[Dataset excerpt]

************

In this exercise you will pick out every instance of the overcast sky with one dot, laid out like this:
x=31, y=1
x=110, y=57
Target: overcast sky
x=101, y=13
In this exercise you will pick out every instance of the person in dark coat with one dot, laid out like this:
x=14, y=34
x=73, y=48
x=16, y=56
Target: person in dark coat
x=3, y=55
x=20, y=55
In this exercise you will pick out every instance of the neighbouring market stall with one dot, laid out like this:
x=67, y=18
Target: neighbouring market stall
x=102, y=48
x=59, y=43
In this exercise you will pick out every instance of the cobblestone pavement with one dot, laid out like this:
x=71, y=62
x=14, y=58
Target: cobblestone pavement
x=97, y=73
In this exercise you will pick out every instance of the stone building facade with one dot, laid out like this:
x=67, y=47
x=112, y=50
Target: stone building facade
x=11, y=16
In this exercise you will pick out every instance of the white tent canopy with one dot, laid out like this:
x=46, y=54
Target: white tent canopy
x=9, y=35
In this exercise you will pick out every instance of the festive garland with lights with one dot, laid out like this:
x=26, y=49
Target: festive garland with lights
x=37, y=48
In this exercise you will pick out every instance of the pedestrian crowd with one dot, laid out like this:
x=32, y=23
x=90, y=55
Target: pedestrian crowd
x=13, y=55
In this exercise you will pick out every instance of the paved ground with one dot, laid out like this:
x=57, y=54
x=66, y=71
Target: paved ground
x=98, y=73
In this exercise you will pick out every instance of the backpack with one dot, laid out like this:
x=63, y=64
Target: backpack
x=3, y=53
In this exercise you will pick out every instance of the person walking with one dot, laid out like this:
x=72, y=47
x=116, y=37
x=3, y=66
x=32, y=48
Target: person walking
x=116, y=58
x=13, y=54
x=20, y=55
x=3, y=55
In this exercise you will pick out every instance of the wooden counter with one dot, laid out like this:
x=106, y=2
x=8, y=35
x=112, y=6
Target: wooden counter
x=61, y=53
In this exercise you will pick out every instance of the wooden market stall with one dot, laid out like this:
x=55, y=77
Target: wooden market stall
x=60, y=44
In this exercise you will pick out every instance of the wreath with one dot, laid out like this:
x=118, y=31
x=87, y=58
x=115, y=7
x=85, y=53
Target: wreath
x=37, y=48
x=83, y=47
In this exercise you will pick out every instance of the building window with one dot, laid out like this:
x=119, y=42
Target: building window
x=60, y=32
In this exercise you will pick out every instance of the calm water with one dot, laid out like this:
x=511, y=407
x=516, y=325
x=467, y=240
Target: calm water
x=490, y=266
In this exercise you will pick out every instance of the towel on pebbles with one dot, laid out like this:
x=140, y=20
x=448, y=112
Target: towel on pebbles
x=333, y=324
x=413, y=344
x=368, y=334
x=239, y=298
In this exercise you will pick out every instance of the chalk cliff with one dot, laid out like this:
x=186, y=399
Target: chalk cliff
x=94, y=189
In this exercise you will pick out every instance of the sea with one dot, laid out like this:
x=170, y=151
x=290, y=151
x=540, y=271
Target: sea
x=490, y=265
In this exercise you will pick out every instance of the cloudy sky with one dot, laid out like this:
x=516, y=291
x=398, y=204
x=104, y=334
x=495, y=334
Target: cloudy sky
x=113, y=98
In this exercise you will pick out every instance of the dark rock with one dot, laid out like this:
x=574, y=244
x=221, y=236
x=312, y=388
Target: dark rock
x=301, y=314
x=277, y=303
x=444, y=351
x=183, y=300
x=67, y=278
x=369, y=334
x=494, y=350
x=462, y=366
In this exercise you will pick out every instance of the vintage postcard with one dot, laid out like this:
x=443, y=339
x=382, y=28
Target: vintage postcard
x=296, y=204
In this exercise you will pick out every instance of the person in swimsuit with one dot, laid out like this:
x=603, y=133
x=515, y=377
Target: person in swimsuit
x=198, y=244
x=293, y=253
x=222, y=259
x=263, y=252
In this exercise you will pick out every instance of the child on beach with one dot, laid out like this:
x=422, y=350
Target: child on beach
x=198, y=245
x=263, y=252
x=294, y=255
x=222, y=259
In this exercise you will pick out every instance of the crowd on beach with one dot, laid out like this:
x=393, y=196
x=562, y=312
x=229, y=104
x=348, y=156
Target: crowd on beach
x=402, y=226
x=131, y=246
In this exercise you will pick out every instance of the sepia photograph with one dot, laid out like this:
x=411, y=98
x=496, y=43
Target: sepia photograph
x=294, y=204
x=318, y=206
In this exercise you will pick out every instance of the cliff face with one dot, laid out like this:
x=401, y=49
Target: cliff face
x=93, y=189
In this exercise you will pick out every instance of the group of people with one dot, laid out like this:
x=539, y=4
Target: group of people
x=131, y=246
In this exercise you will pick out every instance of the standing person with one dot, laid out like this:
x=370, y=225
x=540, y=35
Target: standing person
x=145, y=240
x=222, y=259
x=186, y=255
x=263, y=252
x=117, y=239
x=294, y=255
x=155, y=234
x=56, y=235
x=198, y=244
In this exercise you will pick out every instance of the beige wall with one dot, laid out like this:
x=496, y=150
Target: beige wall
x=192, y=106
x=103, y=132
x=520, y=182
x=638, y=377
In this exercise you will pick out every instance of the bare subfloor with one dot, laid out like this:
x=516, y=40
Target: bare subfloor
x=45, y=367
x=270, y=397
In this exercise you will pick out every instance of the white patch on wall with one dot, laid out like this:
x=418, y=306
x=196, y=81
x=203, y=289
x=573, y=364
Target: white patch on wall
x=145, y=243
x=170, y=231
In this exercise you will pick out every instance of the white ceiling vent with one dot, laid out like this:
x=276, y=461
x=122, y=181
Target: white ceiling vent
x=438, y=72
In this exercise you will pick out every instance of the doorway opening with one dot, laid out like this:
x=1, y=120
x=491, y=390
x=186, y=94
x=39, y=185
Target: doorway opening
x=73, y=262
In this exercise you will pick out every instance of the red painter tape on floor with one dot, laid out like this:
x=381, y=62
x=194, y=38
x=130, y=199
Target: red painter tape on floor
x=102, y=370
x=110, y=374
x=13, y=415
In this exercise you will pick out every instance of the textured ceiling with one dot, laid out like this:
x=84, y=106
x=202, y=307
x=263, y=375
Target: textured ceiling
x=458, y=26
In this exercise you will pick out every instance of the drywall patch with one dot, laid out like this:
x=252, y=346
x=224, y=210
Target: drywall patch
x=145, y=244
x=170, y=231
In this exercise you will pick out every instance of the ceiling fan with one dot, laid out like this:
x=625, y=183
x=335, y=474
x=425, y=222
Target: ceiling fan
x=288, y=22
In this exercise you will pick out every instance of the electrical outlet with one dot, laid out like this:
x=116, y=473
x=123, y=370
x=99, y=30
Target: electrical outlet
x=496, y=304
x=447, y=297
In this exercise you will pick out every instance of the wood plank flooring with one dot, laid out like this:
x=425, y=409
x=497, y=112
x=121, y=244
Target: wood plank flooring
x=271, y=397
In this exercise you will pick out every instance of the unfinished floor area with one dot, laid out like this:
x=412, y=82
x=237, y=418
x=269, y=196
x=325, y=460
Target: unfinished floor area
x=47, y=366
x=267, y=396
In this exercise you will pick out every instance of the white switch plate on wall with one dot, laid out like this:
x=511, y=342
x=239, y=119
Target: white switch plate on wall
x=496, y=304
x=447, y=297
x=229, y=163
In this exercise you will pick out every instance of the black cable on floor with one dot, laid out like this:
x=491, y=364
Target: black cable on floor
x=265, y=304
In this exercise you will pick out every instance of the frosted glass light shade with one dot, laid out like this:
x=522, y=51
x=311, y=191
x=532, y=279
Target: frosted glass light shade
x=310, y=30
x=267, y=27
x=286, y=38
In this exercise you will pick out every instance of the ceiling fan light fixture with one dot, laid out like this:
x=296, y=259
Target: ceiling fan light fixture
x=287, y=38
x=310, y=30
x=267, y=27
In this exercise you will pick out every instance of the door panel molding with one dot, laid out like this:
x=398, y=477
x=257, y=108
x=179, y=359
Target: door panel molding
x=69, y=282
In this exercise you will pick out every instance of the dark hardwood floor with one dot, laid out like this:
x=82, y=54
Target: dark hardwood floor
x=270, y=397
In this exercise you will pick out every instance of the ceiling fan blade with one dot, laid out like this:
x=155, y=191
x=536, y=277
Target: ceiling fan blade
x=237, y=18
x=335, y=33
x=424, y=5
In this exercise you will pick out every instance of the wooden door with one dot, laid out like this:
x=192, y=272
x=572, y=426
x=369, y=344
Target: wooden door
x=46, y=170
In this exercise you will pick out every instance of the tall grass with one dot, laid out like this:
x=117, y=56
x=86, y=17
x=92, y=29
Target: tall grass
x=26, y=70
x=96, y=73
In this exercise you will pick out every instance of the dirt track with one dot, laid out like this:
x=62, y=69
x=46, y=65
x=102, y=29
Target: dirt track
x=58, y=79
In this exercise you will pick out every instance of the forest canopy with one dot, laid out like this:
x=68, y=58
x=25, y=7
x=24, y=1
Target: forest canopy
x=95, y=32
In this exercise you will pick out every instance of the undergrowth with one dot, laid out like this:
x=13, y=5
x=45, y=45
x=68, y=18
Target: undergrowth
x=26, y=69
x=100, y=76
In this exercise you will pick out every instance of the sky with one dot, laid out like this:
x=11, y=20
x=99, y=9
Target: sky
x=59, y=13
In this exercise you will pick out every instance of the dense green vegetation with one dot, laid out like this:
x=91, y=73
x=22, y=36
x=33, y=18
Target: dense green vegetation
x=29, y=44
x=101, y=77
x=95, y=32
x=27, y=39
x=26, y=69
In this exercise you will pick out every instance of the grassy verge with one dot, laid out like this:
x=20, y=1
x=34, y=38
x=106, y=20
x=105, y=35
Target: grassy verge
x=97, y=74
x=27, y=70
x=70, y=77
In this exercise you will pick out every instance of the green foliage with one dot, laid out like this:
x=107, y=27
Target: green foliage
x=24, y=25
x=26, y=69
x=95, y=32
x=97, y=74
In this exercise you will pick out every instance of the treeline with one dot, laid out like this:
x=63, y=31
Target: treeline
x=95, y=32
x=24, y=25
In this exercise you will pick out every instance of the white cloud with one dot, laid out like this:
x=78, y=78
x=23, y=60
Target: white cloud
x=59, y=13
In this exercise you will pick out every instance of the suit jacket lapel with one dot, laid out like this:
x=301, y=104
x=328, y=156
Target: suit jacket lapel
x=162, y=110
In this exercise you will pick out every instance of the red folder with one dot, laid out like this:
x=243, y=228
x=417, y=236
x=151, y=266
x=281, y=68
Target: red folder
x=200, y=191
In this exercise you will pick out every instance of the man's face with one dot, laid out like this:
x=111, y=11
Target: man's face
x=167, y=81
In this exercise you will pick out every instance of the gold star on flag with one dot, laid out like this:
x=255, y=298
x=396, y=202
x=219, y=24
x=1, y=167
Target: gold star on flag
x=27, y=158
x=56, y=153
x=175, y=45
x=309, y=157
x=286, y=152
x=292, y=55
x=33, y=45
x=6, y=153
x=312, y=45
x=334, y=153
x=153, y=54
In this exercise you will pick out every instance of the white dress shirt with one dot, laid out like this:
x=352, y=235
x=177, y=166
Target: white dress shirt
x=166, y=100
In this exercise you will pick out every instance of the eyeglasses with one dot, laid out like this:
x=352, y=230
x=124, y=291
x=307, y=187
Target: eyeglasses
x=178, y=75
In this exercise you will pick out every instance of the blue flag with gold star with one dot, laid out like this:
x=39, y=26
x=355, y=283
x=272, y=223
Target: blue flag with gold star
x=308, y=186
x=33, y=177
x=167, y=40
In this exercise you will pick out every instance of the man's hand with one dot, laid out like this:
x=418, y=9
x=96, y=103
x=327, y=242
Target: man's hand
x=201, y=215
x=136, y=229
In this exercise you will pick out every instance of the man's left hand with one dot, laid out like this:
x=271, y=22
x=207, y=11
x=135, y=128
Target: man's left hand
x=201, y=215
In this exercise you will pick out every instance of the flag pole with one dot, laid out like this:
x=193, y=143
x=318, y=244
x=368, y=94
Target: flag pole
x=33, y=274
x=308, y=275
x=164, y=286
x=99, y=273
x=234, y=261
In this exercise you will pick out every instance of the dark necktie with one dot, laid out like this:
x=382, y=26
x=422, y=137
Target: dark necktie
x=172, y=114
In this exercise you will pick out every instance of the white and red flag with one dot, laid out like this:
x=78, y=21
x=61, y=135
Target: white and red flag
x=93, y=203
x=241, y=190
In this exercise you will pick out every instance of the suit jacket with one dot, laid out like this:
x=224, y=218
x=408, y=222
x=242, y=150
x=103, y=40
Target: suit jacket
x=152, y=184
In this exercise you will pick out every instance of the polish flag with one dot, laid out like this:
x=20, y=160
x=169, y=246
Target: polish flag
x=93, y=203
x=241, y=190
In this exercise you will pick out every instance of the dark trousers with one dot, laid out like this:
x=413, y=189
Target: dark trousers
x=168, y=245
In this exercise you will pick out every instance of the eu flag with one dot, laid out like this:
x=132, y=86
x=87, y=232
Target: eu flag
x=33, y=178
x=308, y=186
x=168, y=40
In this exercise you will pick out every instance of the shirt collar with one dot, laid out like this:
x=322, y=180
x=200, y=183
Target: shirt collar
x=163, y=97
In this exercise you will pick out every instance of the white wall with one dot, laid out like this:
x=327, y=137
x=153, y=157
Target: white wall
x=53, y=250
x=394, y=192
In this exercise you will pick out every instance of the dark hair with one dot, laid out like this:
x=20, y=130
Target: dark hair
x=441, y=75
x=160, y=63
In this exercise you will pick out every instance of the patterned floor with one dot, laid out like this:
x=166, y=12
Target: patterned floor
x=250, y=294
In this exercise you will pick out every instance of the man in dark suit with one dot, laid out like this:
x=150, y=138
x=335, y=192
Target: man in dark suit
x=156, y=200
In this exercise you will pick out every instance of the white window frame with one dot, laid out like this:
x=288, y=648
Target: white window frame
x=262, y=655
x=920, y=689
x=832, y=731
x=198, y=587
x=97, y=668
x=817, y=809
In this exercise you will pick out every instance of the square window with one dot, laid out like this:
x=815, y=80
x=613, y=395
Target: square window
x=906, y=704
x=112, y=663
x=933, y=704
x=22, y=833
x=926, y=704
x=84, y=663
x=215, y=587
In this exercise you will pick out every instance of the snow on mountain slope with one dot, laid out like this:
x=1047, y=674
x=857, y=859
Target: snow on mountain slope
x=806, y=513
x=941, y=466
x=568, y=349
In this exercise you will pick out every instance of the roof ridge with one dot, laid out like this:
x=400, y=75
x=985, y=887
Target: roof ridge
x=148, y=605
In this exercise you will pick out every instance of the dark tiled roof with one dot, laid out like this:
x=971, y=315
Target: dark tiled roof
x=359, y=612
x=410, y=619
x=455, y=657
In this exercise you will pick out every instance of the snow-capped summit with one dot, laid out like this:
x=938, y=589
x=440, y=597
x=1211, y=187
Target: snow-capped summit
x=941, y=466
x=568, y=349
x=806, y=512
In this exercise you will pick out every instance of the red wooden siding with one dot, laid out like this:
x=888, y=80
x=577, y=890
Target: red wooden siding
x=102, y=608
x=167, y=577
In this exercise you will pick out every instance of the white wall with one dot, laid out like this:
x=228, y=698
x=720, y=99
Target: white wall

************

**TASK DESCRIPTION**
Reproduce the listing lines starting at the line that contains "the man's hand" and ending at the line that contains "x=136, y=229", swapping "pick out" for "mark" and keeping all else the same.

**COMPLETE ANSWER**
In this exercise you will mark every instance of the man's hand with one dot, laid out like this:
x=418, y=9
x=96, y=103
x=327, y=242
Target: man's hand
x=201, y=215
x=136, y=229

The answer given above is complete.